(Text excerpt):
A couple of local observations – Michel Lugez: “The bodies did not reach the shore immediately after the ship sank, but by July the bodies came ashore in large numbers. Here in Pornichet for example, there were two or three at each tide. At the Ponte du Bec there were others. At Sainte-Marguerite all along the coast there were corpses that were given back by the sea. At each tide, there were corpses being washed up on the beach.”

At the end of summer, the bodies stopped, and Charles Merlet writes: “We were walking along the coast on December 2nd. That’s when we noticed that there were bones. More bones and lots of military clothing, and in these clothes that had really deteriorated and were damaged we collected the wallets of these poor men who’d drowned, to identify them, and then the many bones; we never collected them, it was not possible. There were too many, all over3.”

Churchill immediately hid the news from the public. In 1940, after Dunkirk, to reveal the truth would have been too damaging for civilian morale. He said, “The newspapers have got quite enough disaster for today, at least.” Since that time the disaster has never been recognised for what it was: the greatest maritime disaster in Britain’s history. More people were killed on the Lancastria than on the Titanic and Lusitania put together.

Although some photographs appeared in the American press late in the summer of 1940, and were then published in the UK, the full story of the Lancastria never came out. The official details of the disaster are still not available to the general public and will not be released until 2040, 100 years after the tragic incident.

Above: The SS Lancastria sinking after being being bombed by German aeroplanes on the 17th June 1940 during the evacuation of civilians and military personnel from St. Nazaire, France.

The “Ossett Observer” carried this obituary for Private Frudd.1

“Body Found On French Coast – We announced some time ago that Mr. Gilbert Frudd, 6, Audrey Street, Ossett, who was serving with the Auxiliary Military Pioneer Corps, was missing, and that all efforts to trace him up to that time had been unsuccessful. Fears as to his safety were felt when a letter was received from his Army pal, a Nottingham man, stating that the last he saw of him was on board the troop ship Lancastria, which was struck by bombs from the air, and sunk off Brest on June 17th: “I saw nothing of Gilbert in the water,” he wrote. “Being a good swimmer, I managed to keep afloat until I was picked up.” Of the 5,300 on board, 2,800 were missing, and it is known that many of those thrown into the water lost their lives by machine gun fire. Mrs. Frudd has now received from the War Office that her husband’s body was washed ashore at St. Nazaire, France, and interred on July 5th in Clion Cemetery, France.

(Problems to work on):
**a.** Update the Lancastria text between "Above: The SS Lancastria" and "St. Nazaire, France.", inclusive, changing "aeroplanes" to "aircraft".
**b.** Write what comes next in the Lancastria text, picking up after its final sentence.

(Contour labeling items)
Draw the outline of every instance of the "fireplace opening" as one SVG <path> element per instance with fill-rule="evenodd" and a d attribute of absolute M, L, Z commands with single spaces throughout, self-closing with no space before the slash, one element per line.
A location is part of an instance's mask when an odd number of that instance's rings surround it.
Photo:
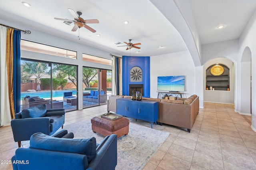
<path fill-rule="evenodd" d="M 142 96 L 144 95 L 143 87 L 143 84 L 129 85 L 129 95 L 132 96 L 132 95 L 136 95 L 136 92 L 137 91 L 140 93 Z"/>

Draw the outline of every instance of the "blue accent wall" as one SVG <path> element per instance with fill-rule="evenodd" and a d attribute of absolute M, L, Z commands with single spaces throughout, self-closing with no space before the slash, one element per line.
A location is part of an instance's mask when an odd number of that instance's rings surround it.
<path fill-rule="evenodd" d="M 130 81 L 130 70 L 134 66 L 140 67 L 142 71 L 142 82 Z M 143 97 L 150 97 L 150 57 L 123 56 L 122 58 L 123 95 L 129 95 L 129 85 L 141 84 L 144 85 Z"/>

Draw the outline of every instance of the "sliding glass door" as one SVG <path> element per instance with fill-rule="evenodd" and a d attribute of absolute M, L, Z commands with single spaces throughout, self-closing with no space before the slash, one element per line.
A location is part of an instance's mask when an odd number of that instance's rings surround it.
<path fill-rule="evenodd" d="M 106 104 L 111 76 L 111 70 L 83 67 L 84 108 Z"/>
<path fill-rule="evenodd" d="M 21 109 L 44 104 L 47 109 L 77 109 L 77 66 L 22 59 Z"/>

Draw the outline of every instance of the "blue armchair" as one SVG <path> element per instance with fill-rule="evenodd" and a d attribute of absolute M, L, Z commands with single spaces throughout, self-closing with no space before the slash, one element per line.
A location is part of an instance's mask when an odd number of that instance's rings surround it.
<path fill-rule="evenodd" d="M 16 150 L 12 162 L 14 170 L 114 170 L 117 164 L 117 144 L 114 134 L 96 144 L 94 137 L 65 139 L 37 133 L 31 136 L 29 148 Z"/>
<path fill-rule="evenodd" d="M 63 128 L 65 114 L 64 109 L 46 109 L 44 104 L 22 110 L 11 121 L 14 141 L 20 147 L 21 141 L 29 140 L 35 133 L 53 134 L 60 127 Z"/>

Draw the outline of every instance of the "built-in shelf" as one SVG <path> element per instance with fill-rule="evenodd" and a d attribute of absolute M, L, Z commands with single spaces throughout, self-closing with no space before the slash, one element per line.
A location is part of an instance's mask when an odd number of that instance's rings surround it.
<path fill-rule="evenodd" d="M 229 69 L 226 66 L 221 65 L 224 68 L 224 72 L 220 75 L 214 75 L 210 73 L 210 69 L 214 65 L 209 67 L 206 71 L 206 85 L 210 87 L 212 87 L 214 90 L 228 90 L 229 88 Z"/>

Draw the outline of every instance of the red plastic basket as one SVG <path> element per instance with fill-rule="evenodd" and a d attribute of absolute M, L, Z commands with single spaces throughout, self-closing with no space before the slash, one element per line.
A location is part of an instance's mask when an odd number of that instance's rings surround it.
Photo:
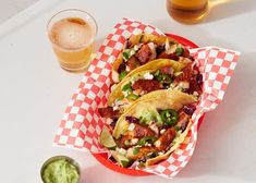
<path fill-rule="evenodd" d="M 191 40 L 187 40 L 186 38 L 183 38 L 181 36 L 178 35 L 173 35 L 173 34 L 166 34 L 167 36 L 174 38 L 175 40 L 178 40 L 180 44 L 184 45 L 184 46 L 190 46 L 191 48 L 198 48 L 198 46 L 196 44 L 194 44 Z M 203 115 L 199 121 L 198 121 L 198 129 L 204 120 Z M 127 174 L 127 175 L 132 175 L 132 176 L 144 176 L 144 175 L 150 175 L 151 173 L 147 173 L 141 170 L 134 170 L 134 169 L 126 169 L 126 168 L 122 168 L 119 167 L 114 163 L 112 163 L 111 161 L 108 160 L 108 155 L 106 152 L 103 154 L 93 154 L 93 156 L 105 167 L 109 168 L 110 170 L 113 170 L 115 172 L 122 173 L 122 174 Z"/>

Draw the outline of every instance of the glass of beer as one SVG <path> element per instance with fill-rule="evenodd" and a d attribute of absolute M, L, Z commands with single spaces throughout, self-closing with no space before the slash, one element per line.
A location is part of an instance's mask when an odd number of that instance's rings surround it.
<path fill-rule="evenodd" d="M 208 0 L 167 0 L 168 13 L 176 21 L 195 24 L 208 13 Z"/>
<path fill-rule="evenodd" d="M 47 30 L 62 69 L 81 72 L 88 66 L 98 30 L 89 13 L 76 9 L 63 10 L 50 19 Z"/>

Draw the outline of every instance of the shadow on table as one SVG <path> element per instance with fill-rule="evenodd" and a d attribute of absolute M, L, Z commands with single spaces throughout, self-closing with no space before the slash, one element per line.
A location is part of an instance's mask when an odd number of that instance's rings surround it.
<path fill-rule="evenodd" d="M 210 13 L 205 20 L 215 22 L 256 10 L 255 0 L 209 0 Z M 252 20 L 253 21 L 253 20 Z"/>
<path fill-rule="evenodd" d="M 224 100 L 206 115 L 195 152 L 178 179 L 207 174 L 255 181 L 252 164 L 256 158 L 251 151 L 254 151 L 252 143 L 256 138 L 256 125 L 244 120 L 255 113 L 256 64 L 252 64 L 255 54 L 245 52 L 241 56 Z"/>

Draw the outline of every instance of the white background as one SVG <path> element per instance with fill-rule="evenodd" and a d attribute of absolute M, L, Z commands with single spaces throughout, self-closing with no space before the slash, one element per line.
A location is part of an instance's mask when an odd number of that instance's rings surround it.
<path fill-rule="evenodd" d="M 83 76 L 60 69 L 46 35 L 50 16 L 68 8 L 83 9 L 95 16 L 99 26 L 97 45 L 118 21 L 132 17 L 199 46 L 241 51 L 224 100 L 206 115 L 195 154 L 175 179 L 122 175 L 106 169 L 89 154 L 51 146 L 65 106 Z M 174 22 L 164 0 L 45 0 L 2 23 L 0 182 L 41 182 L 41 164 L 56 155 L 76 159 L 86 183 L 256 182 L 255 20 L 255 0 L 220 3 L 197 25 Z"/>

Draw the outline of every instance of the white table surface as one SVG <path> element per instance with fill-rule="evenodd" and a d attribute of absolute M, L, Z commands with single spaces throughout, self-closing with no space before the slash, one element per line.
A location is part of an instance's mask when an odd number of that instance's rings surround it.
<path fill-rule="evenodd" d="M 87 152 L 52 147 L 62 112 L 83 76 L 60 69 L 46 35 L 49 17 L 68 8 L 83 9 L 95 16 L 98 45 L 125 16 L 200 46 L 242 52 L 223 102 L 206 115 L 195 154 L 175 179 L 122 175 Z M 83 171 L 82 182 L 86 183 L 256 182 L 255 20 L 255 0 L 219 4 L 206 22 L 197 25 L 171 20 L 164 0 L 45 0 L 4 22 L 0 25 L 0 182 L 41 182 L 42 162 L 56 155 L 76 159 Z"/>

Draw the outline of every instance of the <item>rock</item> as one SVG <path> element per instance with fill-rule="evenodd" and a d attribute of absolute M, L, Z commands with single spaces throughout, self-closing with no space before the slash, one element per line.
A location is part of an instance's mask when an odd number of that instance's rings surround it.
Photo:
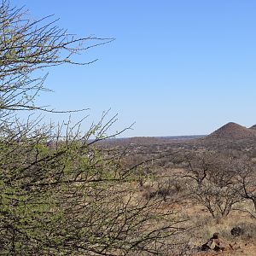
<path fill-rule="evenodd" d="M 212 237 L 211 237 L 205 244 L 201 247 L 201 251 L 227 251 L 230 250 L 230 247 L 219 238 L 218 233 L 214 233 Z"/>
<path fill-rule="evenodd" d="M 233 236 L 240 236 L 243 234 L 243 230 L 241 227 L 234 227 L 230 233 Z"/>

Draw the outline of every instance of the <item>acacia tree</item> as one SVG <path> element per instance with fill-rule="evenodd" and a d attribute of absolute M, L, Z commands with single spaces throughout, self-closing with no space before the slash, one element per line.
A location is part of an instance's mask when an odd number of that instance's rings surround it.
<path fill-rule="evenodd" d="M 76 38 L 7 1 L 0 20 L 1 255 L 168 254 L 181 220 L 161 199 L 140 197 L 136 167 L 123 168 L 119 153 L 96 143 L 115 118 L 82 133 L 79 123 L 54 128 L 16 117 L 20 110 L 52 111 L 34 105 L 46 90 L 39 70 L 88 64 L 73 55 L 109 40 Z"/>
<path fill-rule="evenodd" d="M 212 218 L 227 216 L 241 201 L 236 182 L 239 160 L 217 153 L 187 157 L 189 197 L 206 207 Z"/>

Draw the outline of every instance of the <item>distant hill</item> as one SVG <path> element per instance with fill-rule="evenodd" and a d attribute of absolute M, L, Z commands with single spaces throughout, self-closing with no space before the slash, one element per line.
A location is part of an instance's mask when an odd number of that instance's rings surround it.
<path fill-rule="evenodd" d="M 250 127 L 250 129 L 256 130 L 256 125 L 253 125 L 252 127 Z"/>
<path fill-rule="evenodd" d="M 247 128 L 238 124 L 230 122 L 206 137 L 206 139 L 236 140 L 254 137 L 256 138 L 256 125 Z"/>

---

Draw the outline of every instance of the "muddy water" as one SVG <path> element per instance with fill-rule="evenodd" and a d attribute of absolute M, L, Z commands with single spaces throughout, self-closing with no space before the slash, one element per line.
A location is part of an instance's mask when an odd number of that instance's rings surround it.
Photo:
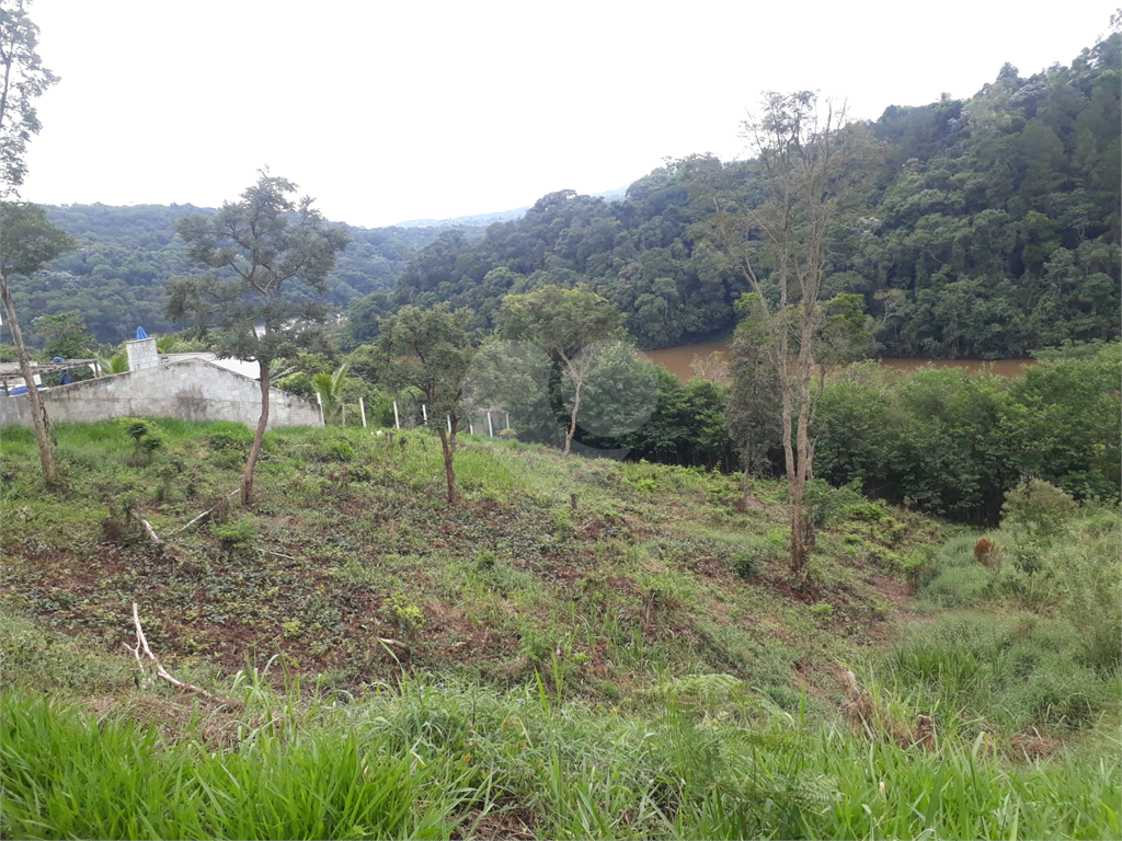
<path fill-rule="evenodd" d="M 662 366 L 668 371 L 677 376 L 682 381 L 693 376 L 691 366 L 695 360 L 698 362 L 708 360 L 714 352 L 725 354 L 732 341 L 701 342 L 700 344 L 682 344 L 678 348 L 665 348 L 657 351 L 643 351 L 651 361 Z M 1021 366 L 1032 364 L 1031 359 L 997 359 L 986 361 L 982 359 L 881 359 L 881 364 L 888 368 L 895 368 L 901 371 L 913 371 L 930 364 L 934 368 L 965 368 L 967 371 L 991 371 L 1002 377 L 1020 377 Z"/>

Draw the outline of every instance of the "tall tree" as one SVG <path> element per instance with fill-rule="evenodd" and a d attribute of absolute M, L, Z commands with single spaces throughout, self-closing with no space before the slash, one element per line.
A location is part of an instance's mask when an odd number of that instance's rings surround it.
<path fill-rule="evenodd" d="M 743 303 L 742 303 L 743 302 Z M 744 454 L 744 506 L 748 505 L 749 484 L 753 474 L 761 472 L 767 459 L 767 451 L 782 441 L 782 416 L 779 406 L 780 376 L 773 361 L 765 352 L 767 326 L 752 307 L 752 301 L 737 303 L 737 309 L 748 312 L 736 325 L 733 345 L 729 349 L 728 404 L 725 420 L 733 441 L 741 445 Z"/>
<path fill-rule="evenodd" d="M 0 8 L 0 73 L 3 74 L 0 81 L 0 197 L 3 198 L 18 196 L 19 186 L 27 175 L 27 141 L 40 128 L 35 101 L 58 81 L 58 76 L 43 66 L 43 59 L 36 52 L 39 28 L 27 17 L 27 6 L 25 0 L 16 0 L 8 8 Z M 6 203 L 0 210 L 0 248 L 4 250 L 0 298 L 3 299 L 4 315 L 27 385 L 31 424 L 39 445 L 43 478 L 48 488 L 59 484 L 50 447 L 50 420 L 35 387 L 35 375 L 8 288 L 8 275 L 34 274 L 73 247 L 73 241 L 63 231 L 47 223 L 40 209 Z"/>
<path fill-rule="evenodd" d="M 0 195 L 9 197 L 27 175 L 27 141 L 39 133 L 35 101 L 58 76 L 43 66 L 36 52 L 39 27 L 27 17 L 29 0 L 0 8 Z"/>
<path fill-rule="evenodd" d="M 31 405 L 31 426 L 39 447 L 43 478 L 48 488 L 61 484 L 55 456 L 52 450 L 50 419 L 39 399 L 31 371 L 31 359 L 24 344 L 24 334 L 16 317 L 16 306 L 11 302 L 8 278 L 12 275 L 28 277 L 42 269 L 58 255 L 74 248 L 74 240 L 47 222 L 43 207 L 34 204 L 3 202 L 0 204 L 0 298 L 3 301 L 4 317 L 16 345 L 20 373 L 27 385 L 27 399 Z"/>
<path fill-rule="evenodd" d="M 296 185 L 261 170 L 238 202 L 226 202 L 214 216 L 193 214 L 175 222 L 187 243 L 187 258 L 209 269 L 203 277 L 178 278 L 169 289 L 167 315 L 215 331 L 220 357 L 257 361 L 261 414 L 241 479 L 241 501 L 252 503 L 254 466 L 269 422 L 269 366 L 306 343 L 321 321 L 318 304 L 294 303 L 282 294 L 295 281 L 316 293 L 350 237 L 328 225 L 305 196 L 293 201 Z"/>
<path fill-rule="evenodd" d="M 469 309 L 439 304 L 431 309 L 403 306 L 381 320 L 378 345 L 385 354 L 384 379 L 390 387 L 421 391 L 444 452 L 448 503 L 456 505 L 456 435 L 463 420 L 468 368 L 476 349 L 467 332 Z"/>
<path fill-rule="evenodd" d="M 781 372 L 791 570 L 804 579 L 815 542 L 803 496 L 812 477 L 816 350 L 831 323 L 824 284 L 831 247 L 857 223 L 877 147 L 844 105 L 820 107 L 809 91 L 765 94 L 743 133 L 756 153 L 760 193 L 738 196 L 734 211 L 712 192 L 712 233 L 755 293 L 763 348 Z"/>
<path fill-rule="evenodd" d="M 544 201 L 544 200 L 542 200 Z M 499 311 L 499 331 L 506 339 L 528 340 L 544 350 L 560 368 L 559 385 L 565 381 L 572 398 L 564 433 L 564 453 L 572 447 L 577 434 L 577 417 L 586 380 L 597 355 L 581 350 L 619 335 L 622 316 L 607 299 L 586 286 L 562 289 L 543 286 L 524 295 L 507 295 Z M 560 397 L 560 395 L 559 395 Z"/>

(The results):
**a.**
Above: The SS Lancastria sinking after being being bombed by German aircraft on the 17th June 1940 during the evacuation of civilians and military personnel from St. Nazaire, France.

**b.**
Mr. Frudd, who was 45 years of age was the youngest son of Mr. and Mrs George Wilkinson Frudd, of Thornhill, was a native of Thornhill Edge, but had lived in Ossett 21 years and was employed for 16 years at Roundwood Colliery. He served with KOYLI in the last war and was badly wounded and confined to a German prison for nine months. When the present was broke out he joined Ossett’s air raid precautions service as a stretcher bearer and in January last year, enlisted in the Pioneer Corps. He was sent out to France in March, and remained there until the evacuation of troops following the French capitulation. He met his death on his way home.

He was of a retiring disposition, and he was well-known and respected in the town. He leaves a widow and two daughters (one of whom has been serving with the Auxiliary Territorial Service since the outbreak of the war) to mourn his loss.”

Above: A plaque unveiled at Liverpool Pier Head in memory of those who lost their lives on HMT Lancastria in 1940.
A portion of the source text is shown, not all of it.